(Source material begins)
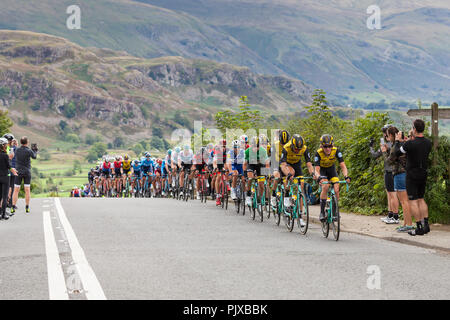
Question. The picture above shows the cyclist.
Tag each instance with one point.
(291, 164)
(255, 159)
(324, 160)
(147, 167)
(136, 166)
(219, 160)
(118, 174)
(158, 173)
(200, 164)
(277, 151)
(106, 174)
(185, 158)
(167, 171)
(126, 168)
(235, 164)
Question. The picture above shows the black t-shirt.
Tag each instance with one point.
(417, 152)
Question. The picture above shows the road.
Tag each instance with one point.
(166, 249)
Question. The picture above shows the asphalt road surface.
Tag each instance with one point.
(168, 249)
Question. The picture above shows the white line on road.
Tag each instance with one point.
(56, 282)
(91, 285)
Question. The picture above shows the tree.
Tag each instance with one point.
(70, 110)
(5, 122)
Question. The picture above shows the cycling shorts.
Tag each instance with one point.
(238, 167)
(297, 168)
(330, 173)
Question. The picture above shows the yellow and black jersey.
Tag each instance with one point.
(277, 150)
(126, 164)
(320, 159)
(292, 157)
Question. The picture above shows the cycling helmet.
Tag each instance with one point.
(297, 142)
(326, 139)
(254, 142)
(284, 136)
(3, 141)
(8, 136)
(386, 127)
(263, 138)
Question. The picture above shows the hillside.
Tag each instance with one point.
(325, 42)
(49, 79)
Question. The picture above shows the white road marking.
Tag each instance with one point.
(91, 285)
(56, 281)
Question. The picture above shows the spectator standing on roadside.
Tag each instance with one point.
(399, 171)
(388, 176)
(417, 152)
(23, 167)
(5, 168)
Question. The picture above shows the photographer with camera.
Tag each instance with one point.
(23, 167)
(385, 146)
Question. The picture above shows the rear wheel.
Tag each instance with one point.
(Source material ends)
## What the task requires:
From the listing above, output exactly the run of lines that starts with the line containing "Question. The picture above shows the tree." and ends with the line containing "Question. The picture above shows the yellow".

## Your solution:
Question. The picture above shows the tree.
Tag each instance with one point.
(70, 110)
(5, 122)
Question. The picture above shows the cycling shorts.
Tag each instance with one point.
(238, 167)
(297, 168)
(330, 173)
Question. The picture above shows the yellow and black jersey.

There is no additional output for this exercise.